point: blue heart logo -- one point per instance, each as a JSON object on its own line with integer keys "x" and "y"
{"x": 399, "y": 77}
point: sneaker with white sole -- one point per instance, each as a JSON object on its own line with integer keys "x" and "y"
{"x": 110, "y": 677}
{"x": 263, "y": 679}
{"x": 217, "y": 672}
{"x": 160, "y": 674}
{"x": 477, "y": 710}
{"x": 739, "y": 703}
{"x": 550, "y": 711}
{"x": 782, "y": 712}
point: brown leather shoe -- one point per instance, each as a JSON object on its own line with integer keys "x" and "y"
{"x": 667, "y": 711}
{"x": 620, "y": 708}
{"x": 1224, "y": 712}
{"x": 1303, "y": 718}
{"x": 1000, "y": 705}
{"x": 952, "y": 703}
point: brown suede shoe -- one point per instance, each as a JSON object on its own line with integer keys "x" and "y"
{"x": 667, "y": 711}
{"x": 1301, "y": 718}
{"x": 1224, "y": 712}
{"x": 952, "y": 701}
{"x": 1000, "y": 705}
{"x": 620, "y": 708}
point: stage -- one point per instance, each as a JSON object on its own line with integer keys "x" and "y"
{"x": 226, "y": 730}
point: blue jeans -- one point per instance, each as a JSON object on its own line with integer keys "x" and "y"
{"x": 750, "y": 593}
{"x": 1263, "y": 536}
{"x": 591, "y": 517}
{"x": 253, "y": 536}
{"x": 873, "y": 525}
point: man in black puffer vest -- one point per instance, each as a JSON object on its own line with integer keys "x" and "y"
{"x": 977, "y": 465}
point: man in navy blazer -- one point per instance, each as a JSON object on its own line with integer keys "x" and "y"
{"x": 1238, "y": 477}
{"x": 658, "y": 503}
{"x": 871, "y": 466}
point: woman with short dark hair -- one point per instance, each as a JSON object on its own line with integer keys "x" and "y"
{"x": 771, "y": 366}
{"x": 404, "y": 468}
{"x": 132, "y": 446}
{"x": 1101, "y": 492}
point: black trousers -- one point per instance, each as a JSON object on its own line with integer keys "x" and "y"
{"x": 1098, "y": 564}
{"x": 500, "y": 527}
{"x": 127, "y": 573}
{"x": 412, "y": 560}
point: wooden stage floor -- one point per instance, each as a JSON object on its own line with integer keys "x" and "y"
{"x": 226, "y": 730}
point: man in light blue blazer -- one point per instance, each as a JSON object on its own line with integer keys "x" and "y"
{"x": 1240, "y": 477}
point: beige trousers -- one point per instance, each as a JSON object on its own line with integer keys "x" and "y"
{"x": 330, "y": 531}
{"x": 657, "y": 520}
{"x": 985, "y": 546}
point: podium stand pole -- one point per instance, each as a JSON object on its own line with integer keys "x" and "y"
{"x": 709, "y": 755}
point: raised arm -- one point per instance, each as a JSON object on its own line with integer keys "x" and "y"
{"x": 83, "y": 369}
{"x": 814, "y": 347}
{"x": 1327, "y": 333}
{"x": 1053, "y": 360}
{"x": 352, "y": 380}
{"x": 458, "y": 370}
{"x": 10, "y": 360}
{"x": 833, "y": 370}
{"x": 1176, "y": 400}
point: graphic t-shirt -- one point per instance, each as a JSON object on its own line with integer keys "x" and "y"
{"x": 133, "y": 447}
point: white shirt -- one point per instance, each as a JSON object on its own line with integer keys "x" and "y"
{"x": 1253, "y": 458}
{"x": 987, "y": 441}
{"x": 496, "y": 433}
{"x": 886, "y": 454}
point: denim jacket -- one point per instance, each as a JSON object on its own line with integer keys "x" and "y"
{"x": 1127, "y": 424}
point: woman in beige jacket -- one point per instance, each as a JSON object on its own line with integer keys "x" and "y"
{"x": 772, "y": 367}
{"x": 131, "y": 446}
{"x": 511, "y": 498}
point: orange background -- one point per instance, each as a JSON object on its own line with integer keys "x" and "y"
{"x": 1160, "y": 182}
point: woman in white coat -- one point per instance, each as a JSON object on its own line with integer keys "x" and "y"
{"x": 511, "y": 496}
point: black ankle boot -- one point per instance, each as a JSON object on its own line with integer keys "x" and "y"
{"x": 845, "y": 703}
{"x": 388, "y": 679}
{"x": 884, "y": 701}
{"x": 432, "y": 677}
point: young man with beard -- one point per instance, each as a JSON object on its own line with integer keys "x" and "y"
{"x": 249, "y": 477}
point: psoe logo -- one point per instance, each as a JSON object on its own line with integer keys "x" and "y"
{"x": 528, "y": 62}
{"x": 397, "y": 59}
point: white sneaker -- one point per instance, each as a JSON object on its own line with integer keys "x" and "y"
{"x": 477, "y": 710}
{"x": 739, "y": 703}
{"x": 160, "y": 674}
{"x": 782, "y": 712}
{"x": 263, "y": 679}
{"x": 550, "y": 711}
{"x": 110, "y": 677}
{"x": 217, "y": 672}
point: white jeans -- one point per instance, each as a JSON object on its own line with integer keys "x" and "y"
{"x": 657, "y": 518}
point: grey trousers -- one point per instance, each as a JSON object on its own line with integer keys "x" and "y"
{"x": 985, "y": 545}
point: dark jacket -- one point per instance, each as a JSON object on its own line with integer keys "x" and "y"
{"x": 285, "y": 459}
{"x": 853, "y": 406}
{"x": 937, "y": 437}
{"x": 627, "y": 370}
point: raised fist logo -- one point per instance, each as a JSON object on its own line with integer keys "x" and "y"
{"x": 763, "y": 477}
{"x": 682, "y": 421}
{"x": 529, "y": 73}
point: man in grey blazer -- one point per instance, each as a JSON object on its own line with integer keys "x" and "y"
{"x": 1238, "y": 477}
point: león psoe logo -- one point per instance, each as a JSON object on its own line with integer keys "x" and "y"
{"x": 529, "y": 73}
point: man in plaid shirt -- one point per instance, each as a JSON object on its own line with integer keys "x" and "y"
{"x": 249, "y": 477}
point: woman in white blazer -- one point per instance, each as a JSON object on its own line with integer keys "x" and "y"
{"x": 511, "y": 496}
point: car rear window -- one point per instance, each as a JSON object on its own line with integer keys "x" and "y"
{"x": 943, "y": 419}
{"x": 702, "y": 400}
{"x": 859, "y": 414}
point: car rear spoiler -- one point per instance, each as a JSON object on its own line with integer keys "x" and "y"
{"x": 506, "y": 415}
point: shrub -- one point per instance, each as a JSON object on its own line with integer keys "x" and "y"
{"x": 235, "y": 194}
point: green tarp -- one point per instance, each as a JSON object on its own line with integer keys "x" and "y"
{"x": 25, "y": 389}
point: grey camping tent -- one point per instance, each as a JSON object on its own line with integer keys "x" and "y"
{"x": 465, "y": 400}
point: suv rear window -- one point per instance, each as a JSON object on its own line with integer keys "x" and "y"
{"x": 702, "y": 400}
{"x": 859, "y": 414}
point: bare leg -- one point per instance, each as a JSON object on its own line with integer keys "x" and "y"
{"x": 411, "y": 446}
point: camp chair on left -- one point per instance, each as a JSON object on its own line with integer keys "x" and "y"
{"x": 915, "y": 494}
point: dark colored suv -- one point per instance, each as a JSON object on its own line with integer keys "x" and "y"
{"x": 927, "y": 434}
=====
**TASK PROMPT:** Give the data again. Keep every line identical.

**RESPONSE FOR THIS EXERCISE:**
point: blue heart logo -- one point per instance, each as a JSON object on its own line with integer keys "x" and "y"
{"x": 399, "y": 77}
point: sneaker with white sole -- one point per instance, each as a JSON object on its own line with integer keys "x" and "y"
{"x": 110, "y": 677}
{"x": 263, "y": 679}
{"x": 217, "y": 672}
{"x": 160, "y": 674}
{"x": 477, "y": 710}
{"x": 739, "y": 703}
{"x": 550, "y": 711}
{"x": 782, "y": 712}
point: brown leather shoe -- one point per instance, each as a JSON object on its own line with integer keys "x" and "y"
{"x": 667, "y": 711}
{"x": 620, "y": 708}
{"x": 1224, "y": 712}
{"x": 1303, "y": 718}
{"x": 1000, "y": 705}
{"x": 952, "y": 703}
point: brown suede shoe -- one point per instance, each as a JSON object on its own line with integer keys "x" and "y"
{"x": 667, "y": 711}
{"x": 1301, "y": 718}
{"x": 1224, "y": 712}
{"x": 952, "y": 701}
{"x": 1000, "y": 705}
{"x": 620, "y": 708}
point: stage -- one point per instance, each as a JSON object on its own line with integer keys "x" and "y"
{"x": 226, "y": 730}
point: blue jeans -- one point per instance, each as a JSON object on its own line with integer keys "x" and "y"
{"x": 750, "y": 593}
{"x": 1263, "y": 536}
{"x": 591, "y": 517}
{"x": 253, "y": 536}
{"x": 873, "y": 525}
point: man in black puffer vest -- one point per instance, each as a JSON object on its own line with integer keys "x" and "y"
{"x": 977, "y": 465}
point: man in navy blazer -- one point per instance, each as a JSON object on its own line with integer keys "x" and "y"
{"x": 1238, "y": 477}
{"x": 658, "y": 503}
{"x": 871, "y": 466}
point: woman with short dark hair -- one point per instance, each as a JSON object on its own line with integer keys "x" and "y"
{"x": 771, "y": 366}
{"x": 404, "y": 468}
{"x": 132, "y": 446}
{"x": 1101, "y": 492}
point: black trousers -- one point per instance, each as a JSON object on its own line with integer keys "x" and "y"
{"x": 1098, "y": 564}
{"x": 500, "y": 527}
{"x": 127, "y": 573}
{"x": 412, "y": 560}
point: wooden stage floor -- one point per instance, each as a JSON object on its own line with integer keys "x" and "y"
{"x": 226, "y": 730}
point: man in light blue blazer -- one point per instance, each as a JSON object on its own line with integer keys "x" and "y"
{"x": 1240, "y": 477}
point: beige trousers -- one point per instance, each as a JSON object on its own line with integer keys "x" and "y"
{"x": 330, "y": 531}
{"x": 657, "y": 520}
{"x": 985, "y": 546}
point: podium stand pole -- one point per instance, each as a JSON object on its own line with integer keys "x" and "y"
{"x": 709, "y": 755}
point: raised arm -- one point per instance, each as a JSON object on its own line with integer keys "x" and "y"
{"x": 83, "y": 369}
{"x": 814, "y": 347}
{"x": 1327, "y": 333}
{"x": 1053, "y": 360}
{"x": 352, "y": 380}
{"x": 458, "y": 370}
{"x": 10, "y": 360}
{"x": 833, "y": 370}
{"x": 1176, "y": 400}
point: graphic t-shirt -- one point per instance, each as a JSON object on its own line with integer keys "x" and "y"
{"x": 133, "y": 447}
point: white shirt -- one point per instance, each as a JSON object on its own line with integer keys "x" and "y"
{"x": 1253, "y": 458}
{"x": 987, "y": 441}
{"x": 496, "y": 433}
{"x": 886, "y": 454}
point: denim jacket -- one point per instance, each as a JSON object on its own line with integer keys "x" and "y"
{"x": 1127, "y": 424}
point: woman in beige jacket -- one point per instance, each as a JSON object on its own line with integer keys "x" and "y"
{"x": 772, "y": 367}
{"x": 131, "y": 446}
{"x": 511, "y": 498}
point: orange background -- one point per instance, each as a JSON object on its own line with integer keys "x" and "y"
{"x": 1160, "y": 182}
point: woman in white coat -- one point per instance, each as a JSON object on its own line with integer keys "x" and "y"
{"x": 511, "y": 496}
point: black ankle boot -- one point per instance, each as a JSON object on its own line with integer keys "x" and "y"
{"x": 845, "y": 703}
{"x": 388, "y": 679}
{"x": 884, "y": 701}
{"x": 432, "y": 677}
point: young man with beard -- one point per instance, each as a JSON object on its own line with integer keys "x" and "y"
{"x": 249, "y": 477}
point: psoe logo -- one point per instance, each as a JSON object on its own line with integer keys "x" and "y"
{"x": 528, "y": 62}
{"x": 397, "y": 59}
point: white sneaker -- one point per instance, each as a JSON object on its own line with integer keys "x" and "y"
{"x": 477, "y": 710}
{"x": 739, "y": 703}
{"x": 160, "y": 674}
{"x": 782, "y": 712}
{"x": 263, "y": 679}
{"x": 550, "y": 711}
{"x": 110, "y": 677}
{"x": 217, "y": 672}
point: white jeans -- one point per instance, each as a JSON object on its own line with integer keys "x" and "y"
{"x": 657, "y": 518}
point: grey trousers -- one point per instance, each as a JSON object on its own line with integer keys "x" and "y"
{"x": 985, "y": 545}
point: dark jacket -- one point per instance, each as a JSON object on its own line with integer keys "x" and "y"
{"x": 285, "y": 459}
{"x": 853, "y": 406}
{"x": 937, "y": 437}
{"x": 627, "y": 370}
point: raised fist logo -- one point per instance, each as a JSON object on its own line with integer keys "x" and "y"
{"x": 763, "y": 477}
{"x": 682, "y": 421}
{"x": 529, "y": 73}
point: man in grey blazer -- one point per instance, each as a JSON object on its own line with integer keys "x" and "y"
{"x": 1238, "y": 477}
point: león psoe logo -- one point per instance, each as a JSON object on its own line with integer keys "x" and "y"
{"x": 529, "y": 73}
point: man in plaid shirt -- one point per instance, each as a JSON object on its own line with integer keys "x" and "y"
{"x": 249, "y": 477}
point: woman in white blazer -- one point per instance, each as a JSON object on its own line with integer keys "x" and "y"
{"x": 511, "y": 496}
point: car rear window -- one point per instance, each as a JSON object on its own line with integer keys "x" and "y"
{"x": 943, "y": 419}
{"x": 702, "y": 400}
{"x": 859, "y": 414}
point: car rear spoiler -- one point per instance, each as a JSON object on its own line with integer keys "x" and "y"
{"x": 506, "y": 415}
point: shrub -- one point per instance, each as a JSON object on its own line with integer keys "x" and "y"
{"x": 235, "y": 194}
point: green tarp -- one point per instance, each as a JSON object on its own line with integer keys "x" and "y"
{"x": 25, "y": 389}
point: grey camping tent -- one point per instance, each as a JSON object on its own line with integer keys "x" and "y"
{"x": 465, "y": 400}
point: suv rear window -- one point per instance, each as a JSON object on its own line with integer keys "x" and "y"
{"x": 702, "y": 400}
{"x": 859, "y": 414}
point: bare leg -- one point per instance, each as a JSON object on its own line with integer keys "x" and "y"
{"x": 411, "y": 446}
point: camp chair on left -- one point per instance, each as a JSON object on its own line with integer keys "x" and "y"
{"x": 915, "y": 494}
point: dark colored suv -- one point per instance, each as a JSON object on its own line with integer keys "x" and "y"
{"x": 927, "y": 434}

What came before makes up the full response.